→ **WRITTEN INSTRUCTION**
Rewrite the data below, substituting "central point" for every occurrence of "innermost point" and leaving everything else unchanged.

— start of PROVIDED DATA —

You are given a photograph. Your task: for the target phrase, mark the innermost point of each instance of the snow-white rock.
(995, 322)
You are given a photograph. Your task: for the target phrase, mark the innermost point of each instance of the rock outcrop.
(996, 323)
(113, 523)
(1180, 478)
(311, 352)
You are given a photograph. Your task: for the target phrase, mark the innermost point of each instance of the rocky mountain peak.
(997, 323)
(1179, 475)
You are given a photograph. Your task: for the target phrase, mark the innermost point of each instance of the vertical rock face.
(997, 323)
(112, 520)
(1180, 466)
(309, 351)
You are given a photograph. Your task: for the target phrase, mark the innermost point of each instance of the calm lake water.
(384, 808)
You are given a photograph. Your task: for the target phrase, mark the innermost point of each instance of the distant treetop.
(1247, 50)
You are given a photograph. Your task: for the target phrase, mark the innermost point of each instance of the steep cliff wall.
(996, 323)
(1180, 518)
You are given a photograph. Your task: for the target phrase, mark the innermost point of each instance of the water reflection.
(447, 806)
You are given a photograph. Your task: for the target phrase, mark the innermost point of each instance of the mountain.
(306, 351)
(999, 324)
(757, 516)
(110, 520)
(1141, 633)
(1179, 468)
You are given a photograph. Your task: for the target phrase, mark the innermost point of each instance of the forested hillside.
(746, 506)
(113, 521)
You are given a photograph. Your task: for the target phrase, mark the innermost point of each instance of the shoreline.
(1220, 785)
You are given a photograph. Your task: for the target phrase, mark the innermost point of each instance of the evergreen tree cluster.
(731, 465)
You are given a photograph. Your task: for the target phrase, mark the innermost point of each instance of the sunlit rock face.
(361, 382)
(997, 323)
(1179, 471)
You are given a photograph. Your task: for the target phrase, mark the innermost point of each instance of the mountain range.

— end of PROVIDED DATA —

→ **WRITTEN REPLY**
You are given a photograph. Your task: for the target phrase, mark the central point of each instance of the snow-white rock.
(995, 322)
You are given a photograph. Your task: for the target phrase, mark the central point of each instance of the rock outcrop.
(996, 323)
(113, 523)
(1180, 478)
(311, 352)
You are given a photograph. Your task: for the target phrase, mark the central point of each instance of the rocky mountain peak.
(997, 323)
(1179, 475)
You are given a photograph. Your task: for the target phrase, mark the central point of each instance of the vertical rock face.
(997, 323)
(112, 520)
(1180, 466)
(309, 351)
You are given a photograph. Your task: for the target phrase, mark the central point of each instance of the calm lake water.
(384, 808)
You are given a photograph. Your task: for the target phrase, mark the central point of each instance of the distant treetop.
(1247, 50)
You are given a photograph. Your task: for the target phrase, mark the central point of each instance of the steep cliff wall.
(996, 323)
(1180, 518)
You are given a photograph. Your task: for the target phrase, mark the central point of each instance of the water reflection.
(447, 806)
You are given a photograph. Your task: for the target phrase, mark the central point of each instance of the mountain.
(306, 351)
(999, 324)
(757, 516)
(110, 520)
(1141, 633)
(1179, 468)
You are given a photograph. Your task: for the target phrase, mark the central point of each instance of the forested hillside.
(746, 506)
(113, 521)
You are given a photograph. Your task: for the target phrase, mark the central point of each instance of the shoreline.
(1220, 785)
You are given a photograph. Your task: for the target phrase, mark the central point of each instance of the evergreen tree cluster.
(731, 465)
You are given a photograph. Your task: for the target phrase, mark the central point of each instance of the sunlit rock face.
(361, 382)
(997, 323)
(1179, 471)
You are given a photograph. Your task: for the target phrase, mark the central point of each instance of the mountain range.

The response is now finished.